A decision was made. We
would wade the lake flats for a while and see what was
happening. Bo moved out about 15 metres into the lake
and I walked the tussock edges. The bottom is silty
for those of you who don't know it and fish can be clearly
see where the water is shallow. After three minutes
I turned around after hearing Bo's 'whoop' and saw a
fully loaded rod and a fish tearing line off it very
quickly. By the time I was able to wade back Bo had
the fish well under control with a rod on full bend
and a large brown rolling on the surface. He netted
him smoothly and we had a look at what was a nicely
conditioned Double Bar fish.
At around 4.5lb it was
Bo's biggest Australian caught trout beating his 3.5lb
rainbow on the Swampy last year hand's down. My attempts
to explain that the swampy fish was worth more in relative
terms was falling on deaf ears. He had seen the shape
of the fish from some distance but thought
it was a log and thought that it only looked like it
was moving because he was wading. So he stopped and
watched for a moment. The log was indeed moving and
at some speed. Luckily he had been rolling a short line
in front of him so that he could pick up and shoot when
he saw a fish. The fish moved six feet to take the deer
hair red tag and took it without a hint of hesitation.

* Problem description: List every quantity stated with a unit of measure in the fishing account. The records that follow have no connection to the fishing account.

* Stored records:
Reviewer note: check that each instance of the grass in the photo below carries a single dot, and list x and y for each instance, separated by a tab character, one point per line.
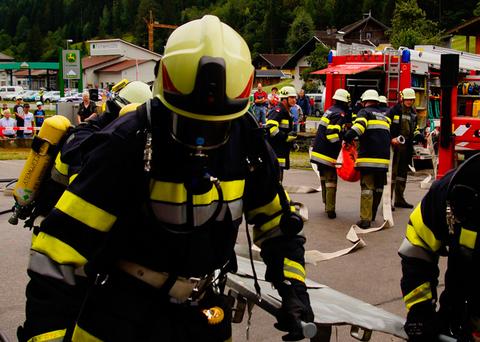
14	153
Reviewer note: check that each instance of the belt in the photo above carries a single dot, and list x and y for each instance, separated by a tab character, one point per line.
182	288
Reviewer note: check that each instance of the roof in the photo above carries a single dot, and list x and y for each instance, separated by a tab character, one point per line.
29	65
125	42
123	65
349	28
468	28
347	69
306	49
269	73
275	60
92	61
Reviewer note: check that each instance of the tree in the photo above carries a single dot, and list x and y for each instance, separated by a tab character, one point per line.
410	26
301	30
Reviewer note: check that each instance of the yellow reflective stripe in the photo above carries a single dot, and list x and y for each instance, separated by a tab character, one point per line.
57	250
468	238
50	336
420	232
293	270
60	166
80	335
332	136
360	127
373	160
72	178
378	122
334	127
85	212
420	294
324	157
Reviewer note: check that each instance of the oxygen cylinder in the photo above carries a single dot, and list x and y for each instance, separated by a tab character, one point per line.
38	163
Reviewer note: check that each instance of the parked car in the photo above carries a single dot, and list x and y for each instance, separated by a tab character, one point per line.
9	92
318	103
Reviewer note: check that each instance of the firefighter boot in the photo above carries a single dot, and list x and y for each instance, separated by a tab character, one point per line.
400	201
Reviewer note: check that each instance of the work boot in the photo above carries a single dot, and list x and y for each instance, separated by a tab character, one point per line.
331	214
364	224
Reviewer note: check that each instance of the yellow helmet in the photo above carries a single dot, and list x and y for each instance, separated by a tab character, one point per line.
287	91
341	95
206	72
407	94
370	95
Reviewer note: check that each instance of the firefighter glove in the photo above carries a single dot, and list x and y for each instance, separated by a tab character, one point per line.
420	324
295	308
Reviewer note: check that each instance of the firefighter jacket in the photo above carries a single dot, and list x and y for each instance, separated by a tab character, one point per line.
428	237
373	129
328	141
279	125
164	219
404	122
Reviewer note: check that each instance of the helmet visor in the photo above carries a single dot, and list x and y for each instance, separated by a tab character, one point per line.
199	134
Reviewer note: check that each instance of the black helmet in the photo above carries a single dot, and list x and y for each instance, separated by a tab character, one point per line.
463	193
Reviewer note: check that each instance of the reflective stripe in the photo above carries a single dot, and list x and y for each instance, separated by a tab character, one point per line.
42	264
468	238
51	336
358	128
85	212
333	137
177	213
293	270
268	209
323	159
419	234
409	250
176	193
57	250
420	294
80	335
60	166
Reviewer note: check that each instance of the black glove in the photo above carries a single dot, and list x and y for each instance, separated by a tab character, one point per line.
349	136
295	308
420	325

* Worked solution: 15 metres, three minutes, 4.5lb, 3.5lb, six feet